--- Required task 1 ---
According to the film review, why do the characters tend to come across as caricatures rather than as rounded human beings?

# START OF Text block

Much of the film is taken up with Liam's formal education, which takes place in a deeply dismal Catholic junior school. His teacher is an almost unbelievably ignorant religious bigot, who works hand-in-glove with a stout, overpowering and equally blinkered priest. Both are obsessed with the need to stamp out sin, as they see it, at every possible opportunity.

The acting is universally very good. Anne Reid as the breathlessly intense teacher gives a marvellous performance, and Ian Hart does an excellent job in portraying the gradual deterioration of the father's character. The demeanour of the very young Anthony Borrows in the role of Liam himself also deserves much praise. The cinematography is excellent. The mean, gloomy streets and the depressing school are photographed to perfection.

With so much going for it, why then does the film in the end fail to impress? There are two main reasons, I think, and several minor ones. First, the characterization is over-simple and exaggerated, so that the dramatis personae tend to emerge as working-class caricature figures rather than as rounded human beings. Second, and more important, the story fails to develop in a manner that is satisfactory in dramatic terms. The shocking, unexpected climax (details of which I won't disclose) seems contrived and unconvincing, and rather than reaching a conclusion in which the threads of the story are drawn together, the tale stops suddenly and frustratingly in midstream. It's as though someone has shouted "That's it! Time's up!" and the action has halted immediately.

It doesn't help that there are lots of small but niggling questions. Why exactly did the wealthy Jewish family take on a poor and inarticulate working-class Catholic girl at a time when there must have been very many better qualified applicants for the job? Was it really the case that Mosley's fascists did well in working-class Catholic areas of the northern cities? And so on and so forth.

In short, this is a well-meaning and sometimes impressive film but one that is let down by too much stereotyping and by an unconvincing and seriously incomplete story line. Try before you buy.

# END OF Text block

--- Required task 2 ---
Arrange the stretch of the records from their start through the line containing "(1043, 630)" as a JSON list of strings, one string per line with blank lines omitted. Leave the pictures out.

# START OF Records shown

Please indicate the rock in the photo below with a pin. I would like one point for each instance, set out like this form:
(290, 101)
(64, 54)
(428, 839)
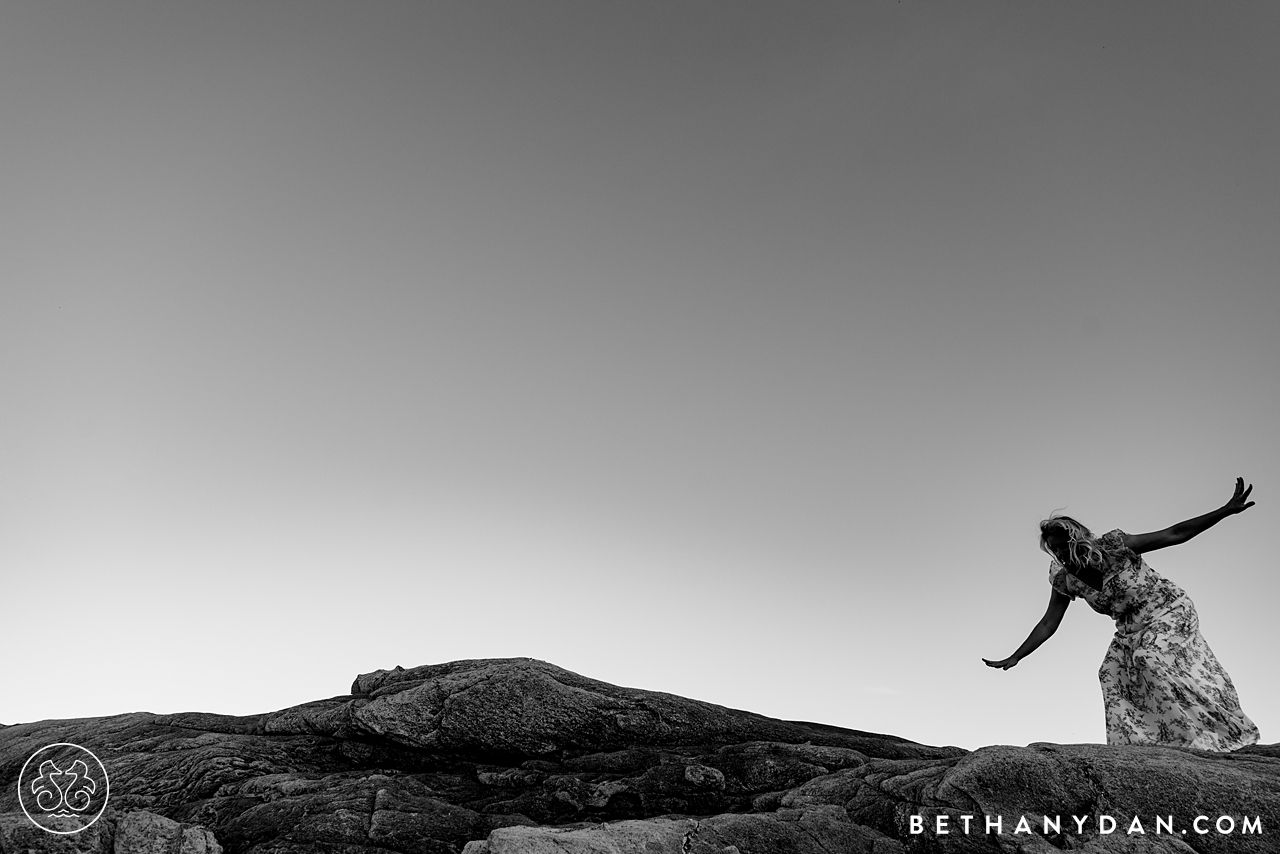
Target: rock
(133, 832)
(142, 832)
(516, 754)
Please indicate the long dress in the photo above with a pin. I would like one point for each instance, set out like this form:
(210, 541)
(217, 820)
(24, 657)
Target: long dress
(1161, 684)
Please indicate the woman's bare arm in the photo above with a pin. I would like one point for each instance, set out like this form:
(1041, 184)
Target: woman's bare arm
(1183, 531)
(1043, 630)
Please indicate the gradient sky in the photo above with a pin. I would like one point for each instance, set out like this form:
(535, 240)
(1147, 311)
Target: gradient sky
(730, 350)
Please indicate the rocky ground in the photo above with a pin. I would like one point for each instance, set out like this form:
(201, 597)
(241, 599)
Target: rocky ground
(506, 756)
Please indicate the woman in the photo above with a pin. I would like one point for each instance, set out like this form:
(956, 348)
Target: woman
(1160, 680)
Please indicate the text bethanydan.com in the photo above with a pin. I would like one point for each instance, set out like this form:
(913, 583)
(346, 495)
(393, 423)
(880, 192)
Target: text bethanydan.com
(965, 825)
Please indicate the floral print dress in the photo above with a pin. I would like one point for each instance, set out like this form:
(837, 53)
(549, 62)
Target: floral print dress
(1161, 684)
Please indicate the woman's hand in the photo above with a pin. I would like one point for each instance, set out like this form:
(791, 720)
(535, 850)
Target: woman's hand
(1239, 501)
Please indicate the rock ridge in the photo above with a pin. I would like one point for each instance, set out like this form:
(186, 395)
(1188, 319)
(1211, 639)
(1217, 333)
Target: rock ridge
(517, 754)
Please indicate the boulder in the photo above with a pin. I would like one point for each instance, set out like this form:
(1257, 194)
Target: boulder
(497, 756)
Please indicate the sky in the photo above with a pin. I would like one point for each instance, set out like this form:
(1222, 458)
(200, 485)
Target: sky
(730, 350)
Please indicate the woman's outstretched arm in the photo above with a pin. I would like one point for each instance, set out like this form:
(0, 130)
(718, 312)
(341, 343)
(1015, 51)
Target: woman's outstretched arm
(1042, 631)
(1183, 531)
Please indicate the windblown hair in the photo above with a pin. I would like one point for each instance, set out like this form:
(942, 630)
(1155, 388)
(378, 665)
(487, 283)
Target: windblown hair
(1082, 549)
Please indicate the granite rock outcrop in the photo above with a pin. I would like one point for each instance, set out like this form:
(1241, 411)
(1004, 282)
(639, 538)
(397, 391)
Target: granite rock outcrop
(504, 756)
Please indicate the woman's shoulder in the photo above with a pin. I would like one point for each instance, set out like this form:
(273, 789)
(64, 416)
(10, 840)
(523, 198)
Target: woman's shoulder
(1112, 538)
(1114, 543)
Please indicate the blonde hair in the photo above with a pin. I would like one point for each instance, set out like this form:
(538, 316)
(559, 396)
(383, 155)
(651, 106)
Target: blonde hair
(1082, 549)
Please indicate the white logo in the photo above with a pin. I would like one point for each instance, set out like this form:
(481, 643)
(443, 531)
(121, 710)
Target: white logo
(63, 788)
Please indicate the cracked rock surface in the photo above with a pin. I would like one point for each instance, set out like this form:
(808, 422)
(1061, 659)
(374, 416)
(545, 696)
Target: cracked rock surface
(503, 756)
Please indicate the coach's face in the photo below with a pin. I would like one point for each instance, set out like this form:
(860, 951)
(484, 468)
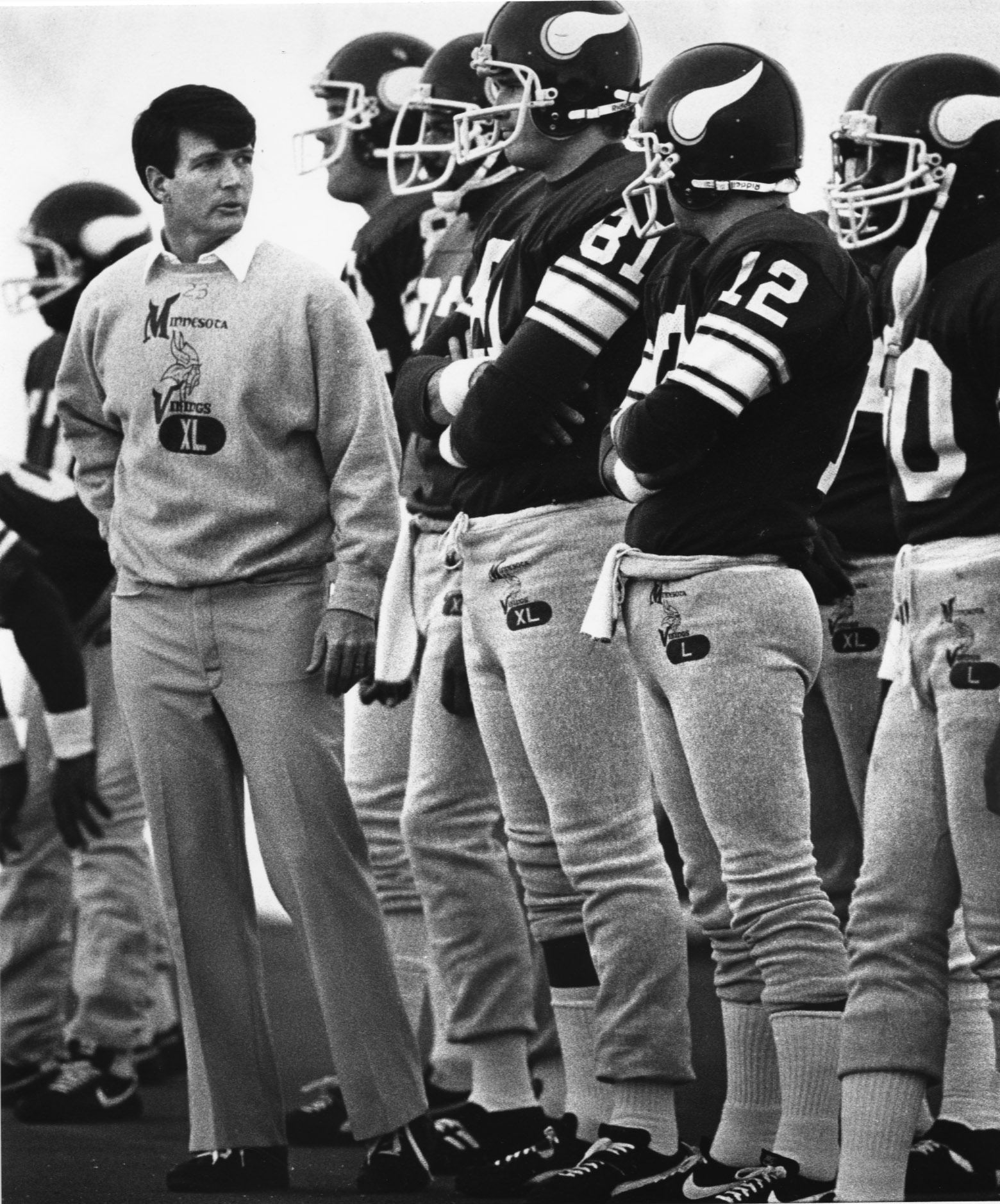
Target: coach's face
(205, 201)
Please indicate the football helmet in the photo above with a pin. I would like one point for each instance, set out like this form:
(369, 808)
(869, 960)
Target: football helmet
(364, 86)
(575, 62)
(916, 119)
(719, 119)
(426, 158)
(74, 234)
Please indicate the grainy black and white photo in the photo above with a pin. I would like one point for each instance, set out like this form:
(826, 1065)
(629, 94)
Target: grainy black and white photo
(500, 601)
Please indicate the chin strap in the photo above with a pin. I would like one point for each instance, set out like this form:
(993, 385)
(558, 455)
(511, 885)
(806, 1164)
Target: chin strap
(909, 282)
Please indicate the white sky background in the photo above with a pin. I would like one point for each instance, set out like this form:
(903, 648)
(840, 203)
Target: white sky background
(74, 78)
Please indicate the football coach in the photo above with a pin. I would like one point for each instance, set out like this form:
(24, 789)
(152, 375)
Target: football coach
(234, 436)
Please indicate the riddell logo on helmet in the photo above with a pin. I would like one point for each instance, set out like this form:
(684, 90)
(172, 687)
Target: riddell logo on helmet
(564, 37)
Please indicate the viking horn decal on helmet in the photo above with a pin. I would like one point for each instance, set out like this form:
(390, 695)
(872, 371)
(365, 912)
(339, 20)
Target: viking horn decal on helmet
(103, 235)
(563, 37)
(956, 122)
(690, 117)
(397, 87)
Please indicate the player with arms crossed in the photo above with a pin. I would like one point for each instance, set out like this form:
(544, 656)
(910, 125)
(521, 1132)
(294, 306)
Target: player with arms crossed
(554, 338)
(921, 165)
(365, 88)
(760, 343)
(478, 932)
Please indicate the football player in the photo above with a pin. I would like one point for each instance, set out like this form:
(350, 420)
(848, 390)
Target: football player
(365, 87)
(553, 338)
(451, 820)
(119, 960)
(845, 702)
(760, 342)
(919, 165)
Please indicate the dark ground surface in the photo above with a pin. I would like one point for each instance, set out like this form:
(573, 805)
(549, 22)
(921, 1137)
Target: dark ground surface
(126, 1164)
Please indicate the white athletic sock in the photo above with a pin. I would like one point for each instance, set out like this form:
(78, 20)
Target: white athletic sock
(808, 1045)
(408, 943)
(752, 1109)
(500, 1078)
(879, 1117)
(586, 1098)
(971, 1086)
(642, 1103)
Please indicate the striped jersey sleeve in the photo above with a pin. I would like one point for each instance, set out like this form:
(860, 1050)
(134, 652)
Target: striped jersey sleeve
(590, 293)
(744, 346)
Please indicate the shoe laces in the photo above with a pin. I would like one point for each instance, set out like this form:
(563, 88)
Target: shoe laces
(454, 1134)
(75, 1075)
(590, 1161)
(751, 1183)
(324, 1084)
(929, 1146)
(550, 1134)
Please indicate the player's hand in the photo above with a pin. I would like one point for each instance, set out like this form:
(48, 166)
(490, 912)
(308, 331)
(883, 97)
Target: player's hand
(13, 790)
(345, 648)
(456, 697)
(558, 424)
(390, 694)
(75, 800)
(827, 568)
(992, 775)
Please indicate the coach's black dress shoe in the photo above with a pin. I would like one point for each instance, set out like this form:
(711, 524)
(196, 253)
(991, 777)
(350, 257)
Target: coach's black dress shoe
(249, 1169)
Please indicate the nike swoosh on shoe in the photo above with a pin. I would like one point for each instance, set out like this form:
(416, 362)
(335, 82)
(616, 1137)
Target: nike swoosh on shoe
(113, 1101)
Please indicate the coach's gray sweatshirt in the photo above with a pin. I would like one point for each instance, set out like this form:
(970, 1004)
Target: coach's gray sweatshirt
(230, 420)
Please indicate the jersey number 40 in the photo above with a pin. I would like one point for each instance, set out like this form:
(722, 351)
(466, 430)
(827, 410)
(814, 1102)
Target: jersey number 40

# END OF Records shown

--- Full solution 1 ---
The characterization is over-simple and exaggerated, so the characters tend to emerge as working-class caricature figures rather than as rounded human beings.

--- Full solution 2 ---
[
  "Please indicate the rock in the photo below with a pin. I would like one point for each instance, set out like this form:",
  "(290, 101)",
  "(64, 54)",
  "(428, 839)",
  "Target: rock",
  "(133, 832)",
  "(142, 832)",
  "(516, 754)",
  "Please indicate the long dress in the photo above with a pin. I would like one point for each instance, set out like this form:",
  "(210, 541)",
  "(217, 820)",
  "(24, 657)",
  "Target: long dress",
  "(1161, 684)",
  "Please indicate the woman's bare arm in the photo above with a pin. I would like one point for each instance, set out like this form:",
  "(1041, 184)",
  "Target: woman's bare arm",
  "(1183, 531)",
  "(1043, 630)"
]